# TEXT SEGMENT
****
The SPURS-MIDAS cruise (Las Palmas de Gran Canaria 16 March 2013 – Ponta Delgada, Açores 17 April) on board the Spanish R/V Sarmiento de Gamboa is a contribution to the SPURS experiment (Salinity Processes in the Upper ocean Regional Study) aimed at understanding the processes that drive the upper ocean dynamics and the role that salinity plays on them in the area of maximum salinity in the center of the North Atlantic subtropical gyre. The experiment is coordinated by WHOI (R. Schmitt) and sponsored by NASA (E. Lindstrom), and includes intensive field work with a large variety of state-of-the-art instrumentation, the use of satellite remotely sensed salinity information (Aquarius and SMOS), as well as dedicated numerical modeling. The SMOS BEC team is one of the participants in SPURS where it will contribute with in situ data acquisition, processing and mapping SMOS salinity data, and a regional implementation of the NEMO model with assimilative and process-based simulations to complement and analyze the processes suggested by the observations.
The Sarmiento will be in the SPURS site together with the US R/V Endeavor in a coordinated program to continue the SPURS field work initiated by the French R/V Thalassa (STRASSE cruise, August-September 2012) and US R/V Knorr (September-October 2012). The main role of our cruise is to run first a general survey for mesoscale mapping of the area by means of TSG, ADCP and undulating CTD (SeaSoar) while the Endeavor is arriving to the site and servicing the moorings and gliders deployed in the September cruise. On the same time we will deploy a total of 48 surface salinity drifters. After this initial survey the Sarmiento will participate in submesoscale high resolution specific samplings, as well as performing turbulence measurements (ASIP profiler) and a combined CTD stations-SeaSoar sampling for mixed-layer depth evolution studies. Additional opportunity measurements will be done to collect water and plankton samples for chemical and biological objectives from Spanish researchers not belonging to the SMOS-BEC team.

As in previous field studies (Malaspina 2010-2011, STRASSE 2012) we will deploy drifters designed and built by our team to help improving the SMOS products validation by measuring salinity at 50 cm below the sea surface. The SPURS area has the advantage of being quite stable and at the same time displaying the highest salinity values worldwide in open oceans, so that it provides one of the best opportunities for SMOS validation.
SPURS will also be an excellent opportunity to demonstrate the usefulness of SMOS salinity determinations in ocean dynamics studies.
****
Photo-based referring expression data:
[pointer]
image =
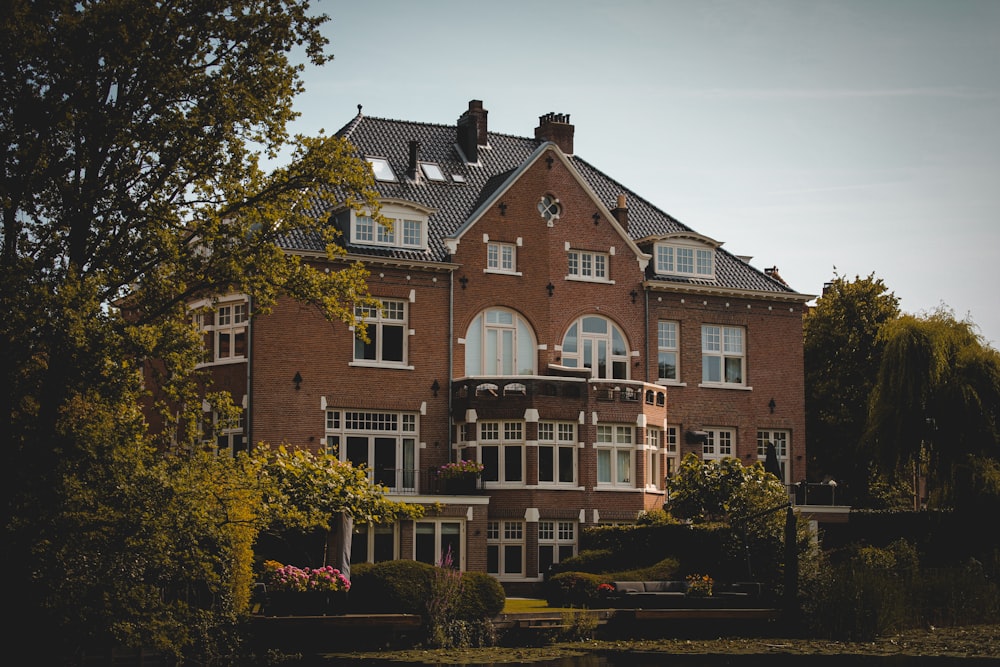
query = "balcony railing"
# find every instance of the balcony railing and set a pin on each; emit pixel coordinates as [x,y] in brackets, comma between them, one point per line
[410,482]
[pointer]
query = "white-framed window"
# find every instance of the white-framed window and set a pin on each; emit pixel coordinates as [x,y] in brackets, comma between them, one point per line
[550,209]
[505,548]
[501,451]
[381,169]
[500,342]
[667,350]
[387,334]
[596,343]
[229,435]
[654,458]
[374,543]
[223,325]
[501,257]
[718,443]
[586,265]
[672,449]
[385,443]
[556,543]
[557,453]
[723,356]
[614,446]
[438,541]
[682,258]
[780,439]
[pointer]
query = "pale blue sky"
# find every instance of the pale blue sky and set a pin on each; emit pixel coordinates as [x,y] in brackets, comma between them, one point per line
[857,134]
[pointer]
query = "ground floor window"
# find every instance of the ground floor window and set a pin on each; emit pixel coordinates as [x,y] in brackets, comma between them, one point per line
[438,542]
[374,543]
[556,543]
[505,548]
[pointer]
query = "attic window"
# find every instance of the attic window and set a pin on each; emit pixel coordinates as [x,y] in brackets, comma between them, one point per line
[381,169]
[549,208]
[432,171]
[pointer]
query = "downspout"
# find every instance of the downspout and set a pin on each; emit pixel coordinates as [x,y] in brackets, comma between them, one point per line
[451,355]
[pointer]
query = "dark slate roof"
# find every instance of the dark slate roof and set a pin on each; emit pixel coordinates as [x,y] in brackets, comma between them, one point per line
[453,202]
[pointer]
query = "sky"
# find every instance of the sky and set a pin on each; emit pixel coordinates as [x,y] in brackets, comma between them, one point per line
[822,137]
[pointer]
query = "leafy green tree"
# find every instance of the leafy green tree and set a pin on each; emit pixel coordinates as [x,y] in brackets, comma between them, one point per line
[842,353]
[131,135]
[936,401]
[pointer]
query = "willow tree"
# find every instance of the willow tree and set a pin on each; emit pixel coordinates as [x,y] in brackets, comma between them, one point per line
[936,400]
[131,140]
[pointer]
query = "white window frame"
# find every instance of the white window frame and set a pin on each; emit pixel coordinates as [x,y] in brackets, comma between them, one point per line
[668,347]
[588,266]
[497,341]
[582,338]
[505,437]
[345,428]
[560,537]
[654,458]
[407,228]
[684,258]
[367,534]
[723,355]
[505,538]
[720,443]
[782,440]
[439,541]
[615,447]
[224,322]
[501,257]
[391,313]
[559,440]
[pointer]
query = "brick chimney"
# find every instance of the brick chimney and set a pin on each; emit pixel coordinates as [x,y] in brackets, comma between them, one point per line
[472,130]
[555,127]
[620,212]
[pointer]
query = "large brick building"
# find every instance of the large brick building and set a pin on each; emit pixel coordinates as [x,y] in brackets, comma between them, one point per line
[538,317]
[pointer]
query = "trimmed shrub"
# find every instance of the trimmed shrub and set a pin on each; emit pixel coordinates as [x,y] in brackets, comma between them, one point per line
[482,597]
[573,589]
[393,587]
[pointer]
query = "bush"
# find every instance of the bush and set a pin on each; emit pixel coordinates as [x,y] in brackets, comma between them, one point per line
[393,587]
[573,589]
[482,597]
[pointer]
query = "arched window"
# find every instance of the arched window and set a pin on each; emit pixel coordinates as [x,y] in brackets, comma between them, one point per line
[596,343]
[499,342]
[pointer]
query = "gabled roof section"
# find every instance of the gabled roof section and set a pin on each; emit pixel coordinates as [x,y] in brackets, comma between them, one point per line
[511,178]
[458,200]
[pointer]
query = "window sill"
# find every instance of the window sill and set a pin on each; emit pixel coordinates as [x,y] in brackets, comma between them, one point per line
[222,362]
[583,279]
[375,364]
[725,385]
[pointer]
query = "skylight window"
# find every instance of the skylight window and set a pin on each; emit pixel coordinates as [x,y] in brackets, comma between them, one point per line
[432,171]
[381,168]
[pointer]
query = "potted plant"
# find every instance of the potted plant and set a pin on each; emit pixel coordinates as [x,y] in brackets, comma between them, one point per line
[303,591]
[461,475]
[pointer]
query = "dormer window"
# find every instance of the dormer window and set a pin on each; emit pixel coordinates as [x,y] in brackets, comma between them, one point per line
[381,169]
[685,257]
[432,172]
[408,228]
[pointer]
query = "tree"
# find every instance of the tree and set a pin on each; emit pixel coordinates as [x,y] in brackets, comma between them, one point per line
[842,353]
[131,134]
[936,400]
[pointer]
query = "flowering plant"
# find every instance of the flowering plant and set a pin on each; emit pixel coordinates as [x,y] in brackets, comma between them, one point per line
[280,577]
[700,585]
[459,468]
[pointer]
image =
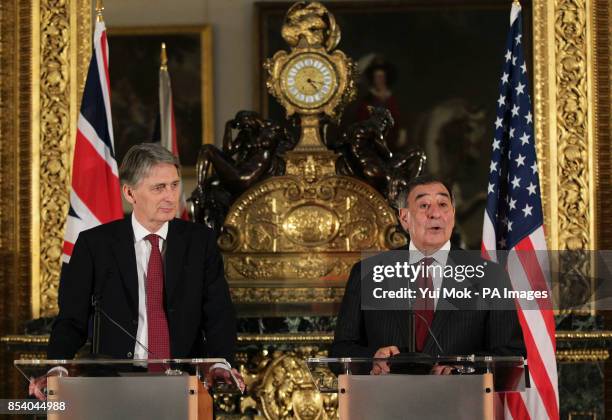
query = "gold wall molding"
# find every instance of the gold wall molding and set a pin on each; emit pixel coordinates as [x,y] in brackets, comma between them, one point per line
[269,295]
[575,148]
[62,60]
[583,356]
****
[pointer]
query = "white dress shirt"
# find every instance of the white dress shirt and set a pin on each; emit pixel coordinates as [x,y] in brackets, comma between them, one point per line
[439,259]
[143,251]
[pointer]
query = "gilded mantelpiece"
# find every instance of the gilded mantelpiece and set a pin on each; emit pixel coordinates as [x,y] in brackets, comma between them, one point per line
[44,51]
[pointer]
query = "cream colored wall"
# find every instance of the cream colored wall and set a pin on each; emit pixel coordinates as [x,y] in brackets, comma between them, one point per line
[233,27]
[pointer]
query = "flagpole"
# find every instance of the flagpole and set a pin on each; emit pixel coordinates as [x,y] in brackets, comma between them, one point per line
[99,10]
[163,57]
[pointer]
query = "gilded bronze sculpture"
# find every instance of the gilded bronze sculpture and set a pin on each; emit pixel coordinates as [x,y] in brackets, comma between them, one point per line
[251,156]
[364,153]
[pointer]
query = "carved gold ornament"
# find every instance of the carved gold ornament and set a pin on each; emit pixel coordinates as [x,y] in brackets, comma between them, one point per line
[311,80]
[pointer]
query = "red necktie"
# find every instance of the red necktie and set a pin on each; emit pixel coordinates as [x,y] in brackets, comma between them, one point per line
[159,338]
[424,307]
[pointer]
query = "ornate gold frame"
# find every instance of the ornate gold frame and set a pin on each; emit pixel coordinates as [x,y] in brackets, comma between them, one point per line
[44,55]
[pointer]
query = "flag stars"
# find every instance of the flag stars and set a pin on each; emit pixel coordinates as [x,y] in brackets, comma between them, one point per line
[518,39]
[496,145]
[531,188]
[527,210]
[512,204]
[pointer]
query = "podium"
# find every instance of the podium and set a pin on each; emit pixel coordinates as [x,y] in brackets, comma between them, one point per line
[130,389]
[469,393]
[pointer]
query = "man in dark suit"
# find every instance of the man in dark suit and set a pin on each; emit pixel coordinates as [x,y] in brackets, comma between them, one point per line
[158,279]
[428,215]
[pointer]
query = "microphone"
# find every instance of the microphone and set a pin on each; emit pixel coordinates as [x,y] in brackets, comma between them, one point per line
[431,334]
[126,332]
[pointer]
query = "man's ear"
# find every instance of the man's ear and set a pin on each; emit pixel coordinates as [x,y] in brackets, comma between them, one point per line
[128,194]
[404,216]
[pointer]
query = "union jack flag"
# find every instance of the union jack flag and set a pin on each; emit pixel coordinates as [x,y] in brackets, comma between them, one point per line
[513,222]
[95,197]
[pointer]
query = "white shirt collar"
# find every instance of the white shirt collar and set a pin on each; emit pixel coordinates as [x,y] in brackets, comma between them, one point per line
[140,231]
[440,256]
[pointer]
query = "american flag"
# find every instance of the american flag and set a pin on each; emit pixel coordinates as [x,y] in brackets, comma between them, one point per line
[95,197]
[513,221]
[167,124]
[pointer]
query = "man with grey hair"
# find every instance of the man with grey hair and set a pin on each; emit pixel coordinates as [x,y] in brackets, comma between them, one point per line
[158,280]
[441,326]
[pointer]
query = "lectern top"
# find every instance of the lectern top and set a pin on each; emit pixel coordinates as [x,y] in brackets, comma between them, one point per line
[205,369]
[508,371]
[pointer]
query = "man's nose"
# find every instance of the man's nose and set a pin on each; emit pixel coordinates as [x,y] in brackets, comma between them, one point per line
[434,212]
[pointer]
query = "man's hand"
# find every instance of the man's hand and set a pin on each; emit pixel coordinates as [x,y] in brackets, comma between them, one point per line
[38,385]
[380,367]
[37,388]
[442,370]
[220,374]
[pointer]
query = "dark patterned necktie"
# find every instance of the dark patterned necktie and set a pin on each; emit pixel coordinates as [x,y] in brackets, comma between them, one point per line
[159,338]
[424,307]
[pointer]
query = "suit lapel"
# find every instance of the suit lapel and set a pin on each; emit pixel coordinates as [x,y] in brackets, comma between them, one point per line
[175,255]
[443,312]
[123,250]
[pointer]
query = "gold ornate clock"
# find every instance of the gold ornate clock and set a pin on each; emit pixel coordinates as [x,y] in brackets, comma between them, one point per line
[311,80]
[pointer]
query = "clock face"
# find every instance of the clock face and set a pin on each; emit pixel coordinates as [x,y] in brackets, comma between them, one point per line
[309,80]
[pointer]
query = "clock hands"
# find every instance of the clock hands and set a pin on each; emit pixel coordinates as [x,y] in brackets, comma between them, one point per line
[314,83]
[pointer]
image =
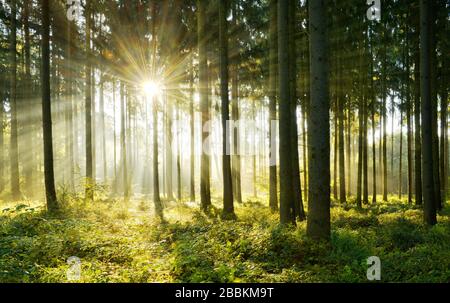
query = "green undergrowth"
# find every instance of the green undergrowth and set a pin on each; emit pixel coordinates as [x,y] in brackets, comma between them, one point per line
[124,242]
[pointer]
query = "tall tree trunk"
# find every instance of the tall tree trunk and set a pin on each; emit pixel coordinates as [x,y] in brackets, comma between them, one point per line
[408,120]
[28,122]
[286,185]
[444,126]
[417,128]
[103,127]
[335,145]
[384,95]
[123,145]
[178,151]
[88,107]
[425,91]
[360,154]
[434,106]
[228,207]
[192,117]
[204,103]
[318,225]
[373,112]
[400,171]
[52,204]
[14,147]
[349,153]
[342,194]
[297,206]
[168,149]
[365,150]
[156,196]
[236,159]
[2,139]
****
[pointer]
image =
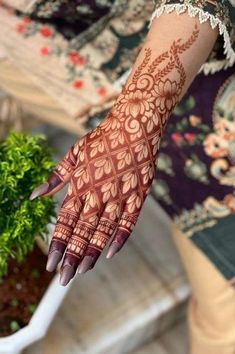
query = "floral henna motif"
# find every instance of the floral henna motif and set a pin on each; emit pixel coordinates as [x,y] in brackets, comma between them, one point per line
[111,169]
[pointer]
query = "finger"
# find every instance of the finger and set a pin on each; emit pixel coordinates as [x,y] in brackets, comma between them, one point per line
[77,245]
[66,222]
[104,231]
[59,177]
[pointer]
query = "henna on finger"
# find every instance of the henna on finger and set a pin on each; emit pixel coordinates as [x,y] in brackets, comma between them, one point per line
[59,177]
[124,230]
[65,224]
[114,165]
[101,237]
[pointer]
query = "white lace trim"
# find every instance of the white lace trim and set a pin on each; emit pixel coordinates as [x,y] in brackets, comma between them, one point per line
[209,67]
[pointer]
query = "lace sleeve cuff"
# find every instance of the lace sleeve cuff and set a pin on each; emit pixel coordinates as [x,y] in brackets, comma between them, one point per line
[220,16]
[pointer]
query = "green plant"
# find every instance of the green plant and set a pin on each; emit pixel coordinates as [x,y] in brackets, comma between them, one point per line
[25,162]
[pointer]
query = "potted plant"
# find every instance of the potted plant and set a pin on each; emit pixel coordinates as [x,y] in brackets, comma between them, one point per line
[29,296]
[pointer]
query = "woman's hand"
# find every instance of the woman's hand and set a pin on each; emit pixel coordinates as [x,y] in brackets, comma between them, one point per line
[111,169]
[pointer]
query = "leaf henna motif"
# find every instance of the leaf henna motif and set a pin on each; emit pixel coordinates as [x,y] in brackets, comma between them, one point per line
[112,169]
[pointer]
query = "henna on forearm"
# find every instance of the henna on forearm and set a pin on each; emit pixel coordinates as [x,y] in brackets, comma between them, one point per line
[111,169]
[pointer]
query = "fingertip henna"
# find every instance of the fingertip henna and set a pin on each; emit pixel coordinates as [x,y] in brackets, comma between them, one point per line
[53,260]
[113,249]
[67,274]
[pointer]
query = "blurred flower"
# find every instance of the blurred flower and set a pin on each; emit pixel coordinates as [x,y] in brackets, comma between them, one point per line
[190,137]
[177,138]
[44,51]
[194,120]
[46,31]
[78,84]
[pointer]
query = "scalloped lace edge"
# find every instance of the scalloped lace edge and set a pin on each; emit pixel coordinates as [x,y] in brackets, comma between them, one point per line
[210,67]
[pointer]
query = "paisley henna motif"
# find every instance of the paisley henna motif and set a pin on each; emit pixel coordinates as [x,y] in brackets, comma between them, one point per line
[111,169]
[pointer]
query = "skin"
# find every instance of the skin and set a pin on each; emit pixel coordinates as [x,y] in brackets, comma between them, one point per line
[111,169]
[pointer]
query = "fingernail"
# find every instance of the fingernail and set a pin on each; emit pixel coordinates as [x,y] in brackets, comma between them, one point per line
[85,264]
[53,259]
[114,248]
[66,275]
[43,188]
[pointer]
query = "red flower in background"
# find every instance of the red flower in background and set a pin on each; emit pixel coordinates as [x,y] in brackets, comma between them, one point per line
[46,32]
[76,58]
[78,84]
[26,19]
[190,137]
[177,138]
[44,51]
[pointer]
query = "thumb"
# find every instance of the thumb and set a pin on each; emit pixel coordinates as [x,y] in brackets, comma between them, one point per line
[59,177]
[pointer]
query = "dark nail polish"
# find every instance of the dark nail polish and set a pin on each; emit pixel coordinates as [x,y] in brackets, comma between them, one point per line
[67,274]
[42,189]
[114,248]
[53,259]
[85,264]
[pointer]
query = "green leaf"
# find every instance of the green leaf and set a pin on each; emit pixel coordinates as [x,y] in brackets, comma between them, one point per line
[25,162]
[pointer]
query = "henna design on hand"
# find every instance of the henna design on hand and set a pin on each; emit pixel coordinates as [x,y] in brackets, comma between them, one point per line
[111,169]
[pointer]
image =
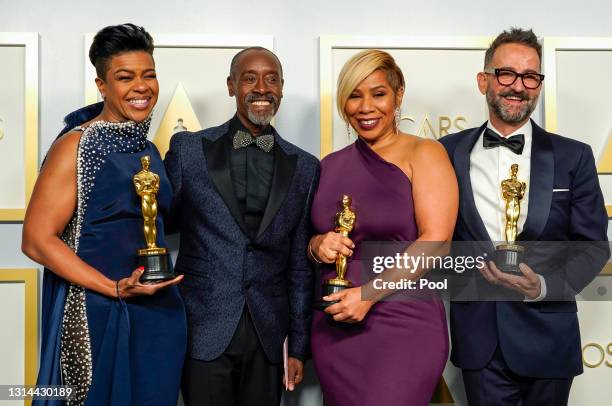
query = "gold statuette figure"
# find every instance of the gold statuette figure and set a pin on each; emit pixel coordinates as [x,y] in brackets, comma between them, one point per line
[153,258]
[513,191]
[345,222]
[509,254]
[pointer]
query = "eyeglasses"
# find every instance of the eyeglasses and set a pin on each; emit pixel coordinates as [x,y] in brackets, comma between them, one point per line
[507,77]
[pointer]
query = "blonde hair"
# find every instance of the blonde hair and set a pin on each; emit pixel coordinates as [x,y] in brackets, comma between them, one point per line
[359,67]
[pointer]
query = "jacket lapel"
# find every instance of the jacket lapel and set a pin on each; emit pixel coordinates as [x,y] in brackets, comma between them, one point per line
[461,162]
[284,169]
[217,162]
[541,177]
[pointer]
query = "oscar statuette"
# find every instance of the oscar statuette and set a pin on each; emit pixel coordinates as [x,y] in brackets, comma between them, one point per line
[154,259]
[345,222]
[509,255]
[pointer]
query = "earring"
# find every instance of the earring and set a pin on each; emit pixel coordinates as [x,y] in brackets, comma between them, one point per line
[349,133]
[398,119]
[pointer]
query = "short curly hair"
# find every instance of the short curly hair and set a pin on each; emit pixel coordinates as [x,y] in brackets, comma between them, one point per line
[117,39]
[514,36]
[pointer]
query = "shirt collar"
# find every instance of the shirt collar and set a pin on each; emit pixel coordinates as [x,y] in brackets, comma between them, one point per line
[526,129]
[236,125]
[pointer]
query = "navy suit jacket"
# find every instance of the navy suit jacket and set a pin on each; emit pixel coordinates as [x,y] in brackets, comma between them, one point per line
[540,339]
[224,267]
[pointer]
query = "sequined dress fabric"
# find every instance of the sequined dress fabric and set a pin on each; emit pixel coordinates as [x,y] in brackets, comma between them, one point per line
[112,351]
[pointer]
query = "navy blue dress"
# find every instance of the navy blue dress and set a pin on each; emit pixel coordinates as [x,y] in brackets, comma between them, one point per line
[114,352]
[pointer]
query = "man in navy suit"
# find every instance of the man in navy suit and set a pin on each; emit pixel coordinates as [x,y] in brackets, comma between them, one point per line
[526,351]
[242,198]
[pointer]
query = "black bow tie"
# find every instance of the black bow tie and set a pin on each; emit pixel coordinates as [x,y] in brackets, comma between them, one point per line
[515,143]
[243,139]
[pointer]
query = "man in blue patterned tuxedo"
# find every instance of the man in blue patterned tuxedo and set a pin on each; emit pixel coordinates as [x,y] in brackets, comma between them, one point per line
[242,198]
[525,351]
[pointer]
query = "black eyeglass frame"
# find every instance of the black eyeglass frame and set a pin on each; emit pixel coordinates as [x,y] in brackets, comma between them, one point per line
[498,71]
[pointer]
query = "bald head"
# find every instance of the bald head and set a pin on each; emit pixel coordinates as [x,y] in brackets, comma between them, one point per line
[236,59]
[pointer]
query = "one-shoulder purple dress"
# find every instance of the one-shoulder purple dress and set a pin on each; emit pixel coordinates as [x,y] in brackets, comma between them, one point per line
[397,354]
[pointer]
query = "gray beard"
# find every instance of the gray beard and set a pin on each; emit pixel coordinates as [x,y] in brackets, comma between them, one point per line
****
# WHAT YOU WILL DO
In the SPURS-MIDAS cruise text, at what depth do the team's drifters measure salinity?

# EXERCISE OUTPUT
50 cm below the sea surface.